* What is being asked *
Copies of all lines containing the string "matches" are needed from the data below.

* Material shown *
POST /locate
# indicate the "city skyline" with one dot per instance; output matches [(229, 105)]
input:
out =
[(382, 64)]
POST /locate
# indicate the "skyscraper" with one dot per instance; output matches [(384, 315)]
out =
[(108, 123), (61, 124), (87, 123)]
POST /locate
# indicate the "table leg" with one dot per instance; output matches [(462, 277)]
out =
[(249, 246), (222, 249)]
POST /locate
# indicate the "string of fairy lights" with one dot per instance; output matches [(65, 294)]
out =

* Answer space *
# indicate the "city skyline" with one dot per instance; output matches [(229, 105)]
# indicate the "skyscraper" with one dot per instance; output matches [(384, 315)]
# indicate the "table leg" with one dot per instance; output matches [(462, 277)]
# indicate the "string of fairy lights" with one dot per instance; output matches [(65, 294)]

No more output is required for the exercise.